**Goal**
Set out every line of the items below as a numbered list, skipping blank lines and omitting the pictures.

**Data records**

begin

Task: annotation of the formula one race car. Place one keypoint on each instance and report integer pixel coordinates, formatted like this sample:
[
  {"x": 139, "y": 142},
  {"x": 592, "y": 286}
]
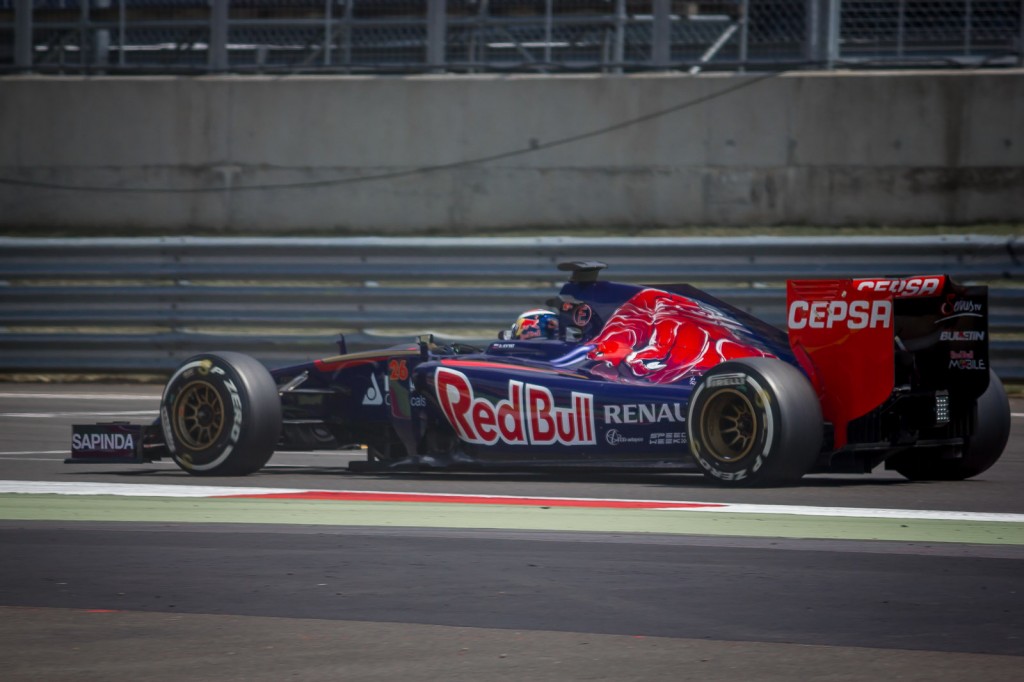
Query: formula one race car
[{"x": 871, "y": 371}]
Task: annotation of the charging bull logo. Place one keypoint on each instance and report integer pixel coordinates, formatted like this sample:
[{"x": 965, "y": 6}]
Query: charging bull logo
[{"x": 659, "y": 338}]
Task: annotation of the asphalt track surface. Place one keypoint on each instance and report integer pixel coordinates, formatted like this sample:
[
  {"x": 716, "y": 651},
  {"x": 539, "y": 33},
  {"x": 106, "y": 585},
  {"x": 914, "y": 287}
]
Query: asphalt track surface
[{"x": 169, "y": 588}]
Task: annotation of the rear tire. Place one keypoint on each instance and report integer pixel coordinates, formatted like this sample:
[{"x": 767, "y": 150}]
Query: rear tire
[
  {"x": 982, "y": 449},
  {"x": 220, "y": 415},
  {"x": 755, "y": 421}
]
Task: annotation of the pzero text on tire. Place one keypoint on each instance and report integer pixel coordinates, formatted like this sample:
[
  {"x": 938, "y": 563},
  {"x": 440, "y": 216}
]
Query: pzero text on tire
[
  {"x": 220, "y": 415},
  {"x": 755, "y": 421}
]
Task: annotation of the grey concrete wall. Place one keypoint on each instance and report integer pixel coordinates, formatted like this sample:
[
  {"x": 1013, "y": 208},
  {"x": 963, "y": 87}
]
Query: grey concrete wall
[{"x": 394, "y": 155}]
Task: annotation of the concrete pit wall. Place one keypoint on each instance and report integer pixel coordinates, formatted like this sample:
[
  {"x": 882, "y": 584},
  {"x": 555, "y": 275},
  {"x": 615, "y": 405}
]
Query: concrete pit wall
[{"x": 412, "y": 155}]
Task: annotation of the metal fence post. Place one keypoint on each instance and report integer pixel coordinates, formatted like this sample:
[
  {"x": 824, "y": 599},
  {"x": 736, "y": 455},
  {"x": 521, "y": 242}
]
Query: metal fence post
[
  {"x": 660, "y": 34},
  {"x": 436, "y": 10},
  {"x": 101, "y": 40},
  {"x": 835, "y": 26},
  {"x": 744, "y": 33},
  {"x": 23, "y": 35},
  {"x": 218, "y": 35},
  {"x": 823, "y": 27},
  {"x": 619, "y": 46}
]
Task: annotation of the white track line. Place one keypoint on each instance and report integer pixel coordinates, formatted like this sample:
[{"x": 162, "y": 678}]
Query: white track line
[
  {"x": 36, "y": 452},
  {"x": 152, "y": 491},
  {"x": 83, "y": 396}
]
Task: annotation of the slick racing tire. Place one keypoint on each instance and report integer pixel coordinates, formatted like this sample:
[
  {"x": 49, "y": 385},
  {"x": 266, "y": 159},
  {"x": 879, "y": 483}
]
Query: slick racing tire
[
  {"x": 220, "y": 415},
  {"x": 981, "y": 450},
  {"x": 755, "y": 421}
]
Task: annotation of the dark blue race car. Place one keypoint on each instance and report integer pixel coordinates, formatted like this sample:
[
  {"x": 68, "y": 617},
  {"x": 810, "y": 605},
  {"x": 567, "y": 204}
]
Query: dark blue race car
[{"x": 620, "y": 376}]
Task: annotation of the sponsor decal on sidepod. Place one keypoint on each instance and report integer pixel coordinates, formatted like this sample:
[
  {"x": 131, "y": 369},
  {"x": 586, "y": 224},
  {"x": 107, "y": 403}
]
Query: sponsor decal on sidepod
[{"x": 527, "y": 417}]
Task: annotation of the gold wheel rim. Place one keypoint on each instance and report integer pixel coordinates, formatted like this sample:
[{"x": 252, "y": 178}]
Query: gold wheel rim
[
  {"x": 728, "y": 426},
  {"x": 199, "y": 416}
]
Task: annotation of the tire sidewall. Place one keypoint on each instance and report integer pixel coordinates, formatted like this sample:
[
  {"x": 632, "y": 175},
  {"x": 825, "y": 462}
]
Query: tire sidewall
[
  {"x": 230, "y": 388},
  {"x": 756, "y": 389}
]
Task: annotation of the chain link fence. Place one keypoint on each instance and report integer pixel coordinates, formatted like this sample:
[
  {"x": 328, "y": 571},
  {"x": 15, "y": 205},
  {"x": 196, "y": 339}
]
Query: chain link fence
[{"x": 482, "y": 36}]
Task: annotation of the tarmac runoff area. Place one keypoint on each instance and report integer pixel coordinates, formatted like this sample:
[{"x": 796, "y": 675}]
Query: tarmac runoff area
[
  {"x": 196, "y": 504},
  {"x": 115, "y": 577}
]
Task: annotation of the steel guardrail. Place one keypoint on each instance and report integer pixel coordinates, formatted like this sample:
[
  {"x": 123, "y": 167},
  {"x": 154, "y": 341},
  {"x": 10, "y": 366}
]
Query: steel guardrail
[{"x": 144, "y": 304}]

end

**Task result**
1. Task: annotation of the formula one race car. Place one keypoint on each instance and report integer pixel coordinates, formatted like this sample:
2. [
3.   {"x": 139, "y": 142},
4.   {"x": 592, "y": 286}
5. ]
6. Query: formula one race car
7. [{"x": 871, "y": 371}]
8. Task: annotation of the charging bull logo. Place one keypoint on each instance and report integer pixel coordinates, formatted like this sample:
9. [{"x": 965, "y": 6}]
10. Query: charging bull logo
11. [{"x": 659, "y": 338}]
12. Task: annotation of the asphalt track surface. Place one keypoint on each instance and report integer pixel coordinates, formatted like this sample:
13. [
14.   {"x": 716, "y": 651},
15.   {"x": 539, "y": 33},
16.   {"x": 106, "y": 585},
17.   {"x": 914, "y": 287}
18. ]
19. Query: asphalt track surface
20. [{"x": 169, "y": 588}]
21. Task: annotation of the rear tire. Place one keypoint on each instance and report integer pixel coordinates, formatted like this sample:
22. [{"x": 767, "y": 150}]
23. Query: rear tire
24. [
25.   {"x": 982, "y": 449},
26.   {"x": 220, "y": 415},
27.   {"x": 755, "y": 421}
28. ]
29. Task: annotation of the pzero text on tire. Place one keypoint on each instance and report integer pixel coordinates, formatted like this sample:
30. [
31.   {"x": 938, "y": 563},
32.   {"x": 440, "y": 216}
33. ]
34. Query: pzero text on tire
35. [
36.   {"x": 220, "y": 415},
37.   {"x": 755, "y": 421}
38. ]
39. Task: annotation of the grey concrete wall. Place one keypoint on each instance and report integer pixel coordinates, formatted like this sample:
40. [
41.   {"x": 1013, "y": 208},
42.   {"x": 963, "y": 87}
43. ]
44. Query: grey concrete wall
45. [{"x": 394, "y": 155}]
46. Task: annotation of the concrete pit wall. Place one keypoint on each instance and report integer pixel coordinates, formatted like this sample:
47. [
48.   {"x": 882, "y": 584},
49.   {"x": 555, "y": 275},
50.   {"x": 615, "y": 405}
51. ]
52. Query: concrete pit wall
53. [{"x": 412, "y": 155}]
54. Task: annotation of the metal fence post. Place one keypoint on each instance and report integer pixel coordinates, formatted like this sample:
55. [
56.   {"x": 824, "y": 599},
57.   {"x": 736, "y": 455},
58.   {"x": 521, "y": 242}
59. ]
60. Query: metal fence post
61. [
62.   {"x": 660, "y": 34},
63.   {"x": 436, "y": 10},
64.   {"x": 101, "y": 40},
65.   {"x": 835, "y": 26},
66.   {"x": 744, "y": 33},
67.   {"x": 23, "y": 35},
68.   {"x": 218, "y": 35},
69.   {"x": 823, "y": 27},
70.   {"x": 619, "y": 46}
71. ]
72. Task: annotation of the white track line. Place one keypoint on each instance and report integer pixel coordinates, formatted like this sample:
73. [{"x": 162, "y": 678}]
74. Query: white track line
75. [
76.   {"x": 36, "y": 452},
77.   {"x": 152, "y": 491},
78.   {"x": 83, "y": 396}
79. ]
80. Task: annotation of the slick racing tire. Place one keypoint on each instance and report integer pixel coordinates, formatted like this sample:
81. [
82.   {"x": 49, "y": 385},
83.   {"x": 266, "y": 159},
84.   {"x": 879, "y": 483}
85. ]
86. Query: slick racing tire
87. [
88.   {"x": 220, "y": 415},
89.   {"x": 981, "y": 450},
90.   {"x": 755, "y": 421}
91. ]
92. Task: annotation of the dark blue race car. Place one keypoint on each instance and report integer pixel coordinates, formatted like this sample:
93. [
94.   {"x": 68, "y": 617},
95.   {"x": 810, "y": 605},
96.   {"x": 567, "y": 204}
97. ]
98. Query: dark blue race car
99. [{"x": 620, "y": 376}]
100. Task: annotation of the sponsor decal on sidepod. Place one keypoint on each instance and report integer pixel coordinates, formatted like this sample:
101. [
102.   {"x": 131, "y": 369},
103.   {"x": 586, "y": 224},
104.   {"x": 107, "y": 403}
105. ]
106. Query: sponsor decal on sidepod
107. [{"x": 527, "y": 417}]
108. Task: annotation of the gold wheel rim. Place one keypoint on each instance and report integer pixel coordinates, formatted like this sample:
109. [{"x": 252, "y": 178}]
110. Query: gold wheel rim
111. [
112.   {"x": 728, "y": 426},
113.   {"x": 199, "y": 416}
114. ]
115. Task: annotation of the tire sidewall. Place one keypoint on each instance and report integer pixel coordinates, formatted like this sample:
116. [
117.   {"x": 632, "y": 175},
118.   {"x": 825, "y": 462}
119. ]
120. Query: tire sidewall
121. [
122.   {"x": 230, "y": 388},
123.   {"x": 756, "y": 389}
124. ]
125. Task: annotation of the chain link fence. Place one keypoint on each instance and report integer pixel coordinates, formatted like this sample:
126. [
127.   {"x": 328, "y": 571},
128.   {"x": 15, "y": 205},
129.   {"x": 196, "y": 339}
130. ]
131. Query: chain link fence
132. [{"x": 482, "y": 36}]
133. Task: annotation of the tarmac runoff area. Place one keypoint on each instance and report integer pixel coordinates, formatted like this sample:
134. [{"x": 796, "y": 675}]
135. Query: tarmac runoff area
136. [
137.   {"x": 196, "y": 504},
138.   {"x": 115, "y": 577}
139. ]
140. Task: annotation of the steel guardrail. Place one keypoint on each instance and report integer pixel coordinates, formatted like this sample:
141. [
142.   {"x": 123, "y": 167},
143.   {"x": 154, "y": 341},
144.   {"x": 10, "y": 366}
145. ]
146. Query: steel guardrail
147. [{"x": 144, "y": 304}]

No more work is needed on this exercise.